◆ **EXTRACT**:

· · · · ·

Virtual Volume Management

With standard disk devices, each disk slice has its own physical and logical device. In addition, with standard Solaris file systems, a file system cannot span more than one disk slice. In other words, the maximum size of a file system is limited to the size of a single disk. On a large server with many disk drives, standard methods of disk slicing are inadequate and inefficient. This has been a limitation in all UNIX systems until the introduction of virtual disks, also called virtual volumes. To eliminate the limitation of one slice per file system, there are virtual volume management packages that are able to create virtual volume structures in which a single file system can consist of nearly an unlimited number of disks or partitions. The key feature of these virtual volume management packages is that they transparently provide a virtual volume that can consist of many physical disk partitions. In other words, disk partitions are grouped across several disks to appear as one single volume to the operating system.

Each flavor of UNIX has its own methods of creating virtual volumes, and Sun has addressed virtual volume management with its Solaris Volume Manager product called SVM, which is included in Solaris 9.

Solaris Volume Manager (SVM)

SVM, called Solstice DiskSuite in prior Solaris releases, comes bundled with the Solaris 9 operating system and uses virtual disks called volumes to manage physical disks and their associated data. A volume is functionally identical to a physical disk in the view of an application. You might also hear volumes referred to as virtual or pseudo devices.

· · · · ·

◆ **RAW DATA**:
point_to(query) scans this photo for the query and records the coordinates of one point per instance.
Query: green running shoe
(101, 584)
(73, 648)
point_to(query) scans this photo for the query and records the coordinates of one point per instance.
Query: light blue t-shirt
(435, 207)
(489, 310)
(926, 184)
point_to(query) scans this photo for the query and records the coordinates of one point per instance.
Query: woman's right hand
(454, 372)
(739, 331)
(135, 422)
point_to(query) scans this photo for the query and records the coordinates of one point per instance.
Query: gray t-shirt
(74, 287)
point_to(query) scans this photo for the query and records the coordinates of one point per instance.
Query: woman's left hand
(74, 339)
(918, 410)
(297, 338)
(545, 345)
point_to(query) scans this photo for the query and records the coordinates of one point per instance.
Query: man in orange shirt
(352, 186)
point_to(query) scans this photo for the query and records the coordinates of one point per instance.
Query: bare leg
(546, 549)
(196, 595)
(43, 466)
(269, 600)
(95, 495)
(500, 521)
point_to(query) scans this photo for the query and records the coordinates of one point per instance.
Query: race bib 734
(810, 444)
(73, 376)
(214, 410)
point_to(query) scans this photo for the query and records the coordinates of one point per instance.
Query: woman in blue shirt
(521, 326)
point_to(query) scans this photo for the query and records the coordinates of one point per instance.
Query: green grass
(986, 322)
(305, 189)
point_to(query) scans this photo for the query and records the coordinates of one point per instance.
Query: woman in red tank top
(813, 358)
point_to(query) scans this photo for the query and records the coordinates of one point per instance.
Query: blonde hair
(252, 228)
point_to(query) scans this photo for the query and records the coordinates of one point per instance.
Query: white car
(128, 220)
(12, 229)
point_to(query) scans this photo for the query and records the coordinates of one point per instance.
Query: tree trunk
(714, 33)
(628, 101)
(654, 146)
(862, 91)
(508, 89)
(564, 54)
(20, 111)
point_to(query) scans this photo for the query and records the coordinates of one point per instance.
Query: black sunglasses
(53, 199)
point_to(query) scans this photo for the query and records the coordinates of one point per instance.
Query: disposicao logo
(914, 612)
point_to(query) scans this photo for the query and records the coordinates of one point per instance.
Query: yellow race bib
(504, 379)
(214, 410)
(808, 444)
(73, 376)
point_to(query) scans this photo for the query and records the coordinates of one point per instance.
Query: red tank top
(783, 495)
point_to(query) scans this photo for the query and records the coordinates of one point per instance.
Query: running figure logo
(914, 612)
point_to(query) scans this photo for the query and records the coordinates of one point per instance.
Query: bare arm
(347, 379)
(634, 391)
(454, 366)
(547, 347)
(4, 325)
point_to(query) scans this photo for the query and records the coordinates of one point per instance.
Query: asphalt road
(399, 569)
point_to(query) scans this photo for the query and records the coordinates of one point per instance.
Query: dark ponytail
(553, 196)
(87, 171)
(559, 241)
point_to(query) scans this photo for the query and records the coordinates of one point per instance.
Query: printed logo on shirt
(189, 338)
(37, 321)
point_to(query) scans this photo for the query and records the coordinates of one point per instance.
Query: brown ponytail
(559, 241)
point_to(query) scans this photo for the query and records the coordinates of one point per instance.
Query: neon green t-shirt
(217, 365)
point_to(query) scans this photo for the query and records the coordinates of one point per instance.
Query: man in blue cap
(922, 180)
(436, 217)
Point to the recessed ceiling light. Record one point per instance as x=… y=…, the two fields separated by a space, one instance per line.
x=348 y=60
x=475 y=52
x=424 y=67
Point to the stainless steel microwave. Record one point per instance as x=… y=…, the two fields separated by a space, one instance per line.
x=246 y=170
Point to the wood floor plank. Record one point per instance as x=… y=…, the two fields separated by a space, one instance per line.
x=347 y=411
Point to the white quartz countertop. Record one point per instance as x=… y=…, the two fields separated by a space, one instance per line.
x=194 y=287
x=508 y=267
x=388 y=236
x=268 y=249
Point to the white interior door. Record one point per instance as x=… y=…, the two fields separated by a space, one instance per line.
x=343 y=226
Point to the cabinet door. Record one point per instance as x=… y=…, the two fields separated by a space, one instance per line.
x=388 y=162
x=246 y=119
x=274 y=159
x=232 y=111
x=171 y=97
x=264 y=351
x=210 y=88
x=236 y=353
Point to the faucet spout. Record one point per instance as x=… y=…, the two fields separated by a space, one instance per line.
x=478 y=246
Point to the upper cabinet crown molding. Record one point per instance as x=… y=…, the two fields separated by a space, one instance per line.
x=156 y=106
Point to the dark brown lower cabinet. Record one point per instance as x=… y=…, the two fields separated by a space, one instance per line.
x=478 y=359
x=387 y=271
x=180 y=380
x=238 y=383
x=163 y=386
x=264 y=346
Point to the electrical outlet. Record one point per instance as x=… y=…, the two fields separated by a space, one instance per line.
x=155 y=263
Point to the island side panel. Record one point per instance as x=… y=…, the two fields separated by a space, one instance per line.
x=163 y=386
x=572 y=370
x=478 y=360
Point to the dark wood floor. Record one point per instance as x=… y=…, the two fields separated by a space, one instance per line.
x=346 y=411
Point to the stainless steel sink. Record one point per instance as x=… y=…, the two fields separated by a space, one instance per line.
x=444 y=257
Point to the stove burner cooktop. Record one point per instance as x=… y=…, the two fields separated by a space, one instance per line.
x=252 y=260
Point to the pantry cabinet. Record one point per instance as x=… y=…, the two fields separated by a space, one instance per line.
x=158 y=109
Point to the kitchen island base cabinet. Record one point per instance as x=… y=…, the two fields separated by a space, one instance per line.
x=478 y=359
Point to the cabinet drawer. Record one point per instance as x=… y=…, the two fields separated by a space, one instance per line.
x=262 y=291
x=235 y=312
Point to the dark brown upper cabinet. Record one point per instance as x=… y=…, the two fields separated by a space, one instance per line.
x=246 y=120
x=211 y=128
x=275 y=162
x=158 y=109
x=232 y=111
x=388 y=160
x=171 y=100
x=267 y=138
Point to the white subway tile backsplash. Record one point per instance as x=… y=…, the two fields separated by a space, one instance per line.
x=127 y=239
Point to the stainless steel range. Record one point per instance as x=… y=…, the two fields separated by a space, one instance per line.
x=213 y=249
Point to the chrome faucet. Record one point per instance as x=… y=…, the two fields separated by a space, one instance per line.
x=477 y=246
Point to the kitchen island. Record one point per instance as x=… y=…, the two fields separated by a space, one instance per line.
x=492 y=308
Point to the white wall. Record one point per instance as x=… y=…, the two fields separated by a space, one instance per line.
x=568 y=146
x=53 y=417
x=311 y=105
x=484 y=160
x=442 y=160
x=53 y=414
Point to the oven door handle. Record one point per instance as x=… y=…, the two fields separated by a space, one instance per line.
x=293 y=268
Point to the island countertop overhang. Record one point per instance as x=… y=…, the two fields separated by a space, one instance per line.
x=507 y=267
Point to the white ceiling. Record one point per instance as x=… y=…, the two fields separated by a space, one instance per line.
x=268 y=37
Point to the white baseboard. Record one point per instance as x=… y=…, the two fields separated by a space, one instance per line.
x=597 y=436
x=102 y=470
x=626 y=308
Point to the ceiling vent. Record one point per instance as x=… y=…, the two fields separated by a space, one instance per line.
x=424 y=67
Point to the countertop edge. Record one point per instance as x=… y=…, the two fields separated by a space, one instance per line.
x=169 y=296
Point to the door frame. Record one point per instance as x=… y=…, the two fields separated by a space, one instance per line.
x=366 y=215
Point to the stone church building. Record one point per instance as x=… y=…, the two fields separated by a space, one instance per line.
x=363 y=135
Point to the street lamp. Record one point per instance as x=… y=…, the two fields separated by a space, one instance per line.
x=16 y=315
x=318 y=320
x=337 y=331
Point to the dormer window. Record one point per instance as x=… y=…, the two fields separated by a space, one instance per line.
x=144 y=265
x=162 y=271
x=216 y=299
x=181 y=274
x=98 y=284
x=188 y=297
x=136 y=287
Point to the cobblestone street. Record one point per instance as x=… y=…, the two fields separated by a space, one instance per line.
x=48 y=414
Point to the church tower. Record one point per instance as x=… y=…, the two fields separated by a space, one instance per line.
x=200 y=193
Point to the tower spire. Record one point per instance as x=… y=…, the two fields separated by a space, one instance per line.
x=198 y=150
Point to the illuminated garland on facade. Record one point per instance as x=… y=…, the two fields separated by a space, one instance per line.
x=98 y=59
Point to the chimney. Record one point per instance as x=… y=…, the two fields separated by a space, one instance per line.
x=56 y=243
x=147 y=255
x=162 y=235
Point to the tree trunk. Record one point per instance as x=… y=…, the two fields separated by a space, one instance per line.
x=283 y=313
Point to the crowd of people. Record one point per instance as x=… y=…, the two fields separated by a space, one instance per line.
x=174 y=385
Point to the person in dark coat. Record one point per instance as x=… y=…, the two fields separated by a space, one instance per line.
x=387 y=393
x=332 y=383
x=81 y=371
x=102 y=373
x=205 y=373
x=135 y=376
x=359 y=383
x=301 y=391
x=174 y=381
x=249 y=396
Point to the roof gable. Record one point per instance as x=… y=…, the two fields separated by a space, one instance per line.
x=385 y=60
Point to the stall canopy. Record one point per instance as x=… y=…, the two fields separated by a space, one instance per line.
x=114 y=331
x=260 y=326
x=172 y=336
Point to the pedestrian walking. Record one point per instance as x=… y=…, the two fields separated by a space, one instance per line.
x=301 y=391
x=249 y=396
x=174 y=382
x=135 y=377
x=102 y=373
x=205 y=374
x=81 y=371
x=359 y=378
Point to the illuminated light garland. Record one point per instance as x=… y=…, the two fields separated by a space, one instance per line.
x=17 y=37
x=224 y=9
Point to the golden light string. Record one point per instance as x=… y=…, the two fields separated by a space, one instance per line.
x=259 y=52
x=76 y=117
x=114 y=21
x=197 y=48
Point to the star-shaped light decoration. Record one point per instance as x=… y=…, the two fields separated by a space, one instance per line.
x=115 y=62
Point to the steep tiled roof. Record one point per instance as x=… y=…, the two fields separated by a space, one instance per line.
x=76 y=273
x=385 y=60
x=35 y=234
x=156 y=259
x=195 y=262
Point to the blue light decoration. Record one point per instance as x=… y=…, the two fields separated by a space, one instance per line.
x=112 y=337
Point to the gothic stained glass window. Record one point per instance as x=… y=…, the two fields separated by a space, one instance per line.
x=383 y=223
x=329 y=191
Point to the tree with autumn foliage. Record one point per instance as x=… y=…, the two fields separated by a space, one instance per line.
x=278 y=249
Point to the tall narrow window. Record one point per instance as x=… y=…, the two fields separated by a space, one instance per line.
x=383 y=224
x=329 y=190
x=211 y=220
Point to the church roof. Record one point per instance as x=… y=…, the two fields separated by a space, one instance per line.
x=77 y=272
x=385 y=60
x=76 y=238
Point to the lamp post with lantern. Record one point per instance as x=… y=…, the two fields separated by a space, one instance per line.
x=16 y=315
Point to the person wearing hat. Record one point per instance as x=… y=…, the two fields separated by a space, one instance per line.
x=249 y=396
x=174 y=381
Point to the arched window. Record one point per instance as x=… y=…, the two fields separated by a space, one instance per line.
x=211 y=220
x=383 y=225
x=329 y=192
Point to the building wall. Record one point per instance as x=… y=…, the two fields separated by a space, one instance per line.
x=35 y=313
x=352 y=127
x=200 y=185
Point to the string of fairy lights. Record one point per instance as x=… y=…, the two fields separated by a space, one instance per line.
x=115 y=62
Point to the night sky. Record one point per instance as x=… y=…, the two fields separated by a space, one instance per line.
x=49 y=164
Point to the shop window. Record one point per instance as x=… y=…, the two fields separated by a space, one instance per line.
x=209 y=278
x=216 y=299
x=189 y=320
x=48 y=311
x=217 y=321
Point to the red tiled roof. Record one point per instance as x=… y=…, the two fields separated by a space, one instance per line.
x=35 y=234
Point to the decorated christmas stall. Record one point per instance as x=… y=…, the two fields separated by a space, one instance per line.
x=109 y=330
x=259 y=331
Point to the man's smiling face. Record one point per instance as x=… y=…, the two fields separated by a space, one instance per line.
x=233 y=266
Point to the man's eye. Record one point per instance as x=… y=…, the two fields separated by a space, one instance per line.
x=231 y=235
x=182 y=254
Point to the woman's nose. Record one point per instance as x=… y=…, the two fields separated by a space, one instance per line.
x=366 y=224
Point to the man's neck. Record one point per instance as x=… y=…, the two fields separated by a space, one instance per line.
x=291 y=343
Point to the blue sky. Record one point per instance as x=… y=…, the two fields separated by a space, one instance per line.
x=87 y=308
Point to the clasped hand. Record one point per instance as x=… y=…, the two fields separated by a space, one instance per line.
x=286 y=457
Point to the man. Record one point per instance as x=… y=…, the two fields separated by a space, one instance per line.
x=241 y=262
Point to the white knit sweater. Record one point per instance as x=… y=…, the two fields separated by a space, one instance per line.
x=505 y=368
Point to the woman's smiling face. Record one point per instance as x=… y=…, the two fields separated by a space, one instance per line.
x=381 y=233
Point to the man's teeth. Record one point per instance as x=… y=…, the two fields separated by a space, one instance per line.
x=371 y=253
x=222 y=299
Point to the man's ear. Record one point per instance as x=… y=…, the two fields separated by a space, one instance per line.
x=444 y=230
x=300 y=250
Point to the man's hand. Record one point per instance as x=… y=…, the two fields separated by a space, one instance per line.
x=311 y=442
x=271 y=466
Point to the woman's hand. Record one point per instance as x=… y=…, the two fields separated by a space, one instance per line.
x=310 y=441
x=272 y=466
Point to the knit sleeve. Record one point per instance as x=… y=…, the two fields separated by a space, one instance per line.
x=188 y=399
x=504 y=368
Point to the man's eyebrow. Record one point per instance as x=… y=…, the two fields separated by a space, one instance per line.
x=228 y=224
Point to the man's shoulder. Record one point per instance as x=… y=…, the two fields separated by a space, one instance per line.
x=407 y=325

· · · · ·

◆ **TASKS TO CARRY OUT**:
- A) From the passage on virtual volume management, extract the words starting with "Each flavor of" and going on through "Volume Manager (SVM)".
- B) Extend the passage on virtual volume management, picking up right after its final sentence.
The entries were taken from a separate source.

◆ **RESPONSES TO THE TASKS**:
- A)
Each flavor of UNIX has its own methods of creating virtual volumes, and Sun has addressed virtual volume management with its Solaris Volume Manager product called SVM, which is included in Solaris 9.

Solaris Volume Manager (SVM)

- B)
Note

If you are familiar with DiskSuite, you’ll remember that virtual disks were called metadevices. SVM uses a special driver, called the metadisk driver, to coordinate I/O to and from physical devices and volumes, enabling applications to treat a volume like a physical device. This type of driver also is called a logical, or pseudo, driver.


In SVM, volumes are built from standard disk slices that have been created using the format utility. Using the format command, however, limits you to eight partitions per disk. Now, with SVM, you can utilize soft partitions to break this eight-slice-per-disk barrier. You simply use format to create a single slice (usually spanning the entire disk) and use SVM to create soft partitions on that slice.

Using the SVM command-line utilities or the graphical user interface— Solaris Management Console (SMC) described in Chapter 18 “Solaris Management Console,”—the system administrator creates each device by dragging slices onto one of four types of SVM objects: volumes, disk sets, state database replicas, and hot spare pools. These elements are described in Table 11.4.

Table 11.4. SVM Elements
Object Description
Volume A volume is a group of physical slices that appear to the system as a single, logical device. A volume is used to increase storage capacity and increase data availability. The various types of volumes are described in the next section.
State database A state database is a database that stores information about the state of the SVM configuration. Each state database is a collection of multiple, replicated database copies. Each copy is referred to as a state database replica. SVM cannot operate until you have created the state database and its replicas.
Disk sets A set of disk drives containing state database replicas, volumes, and hot spares that can be shared exclusively but not at the same time by multiple hosts. If one host fails, another host can take over the failed host’s disk set. This type of fail-over configuration is referred to as a clustered environment.
Hot spare pool A collection of slices (hot spares) reserved for automatic substitution in case of slice failure in either a submirror or RAID5 metadevice. Hot spares are used to increase data availability.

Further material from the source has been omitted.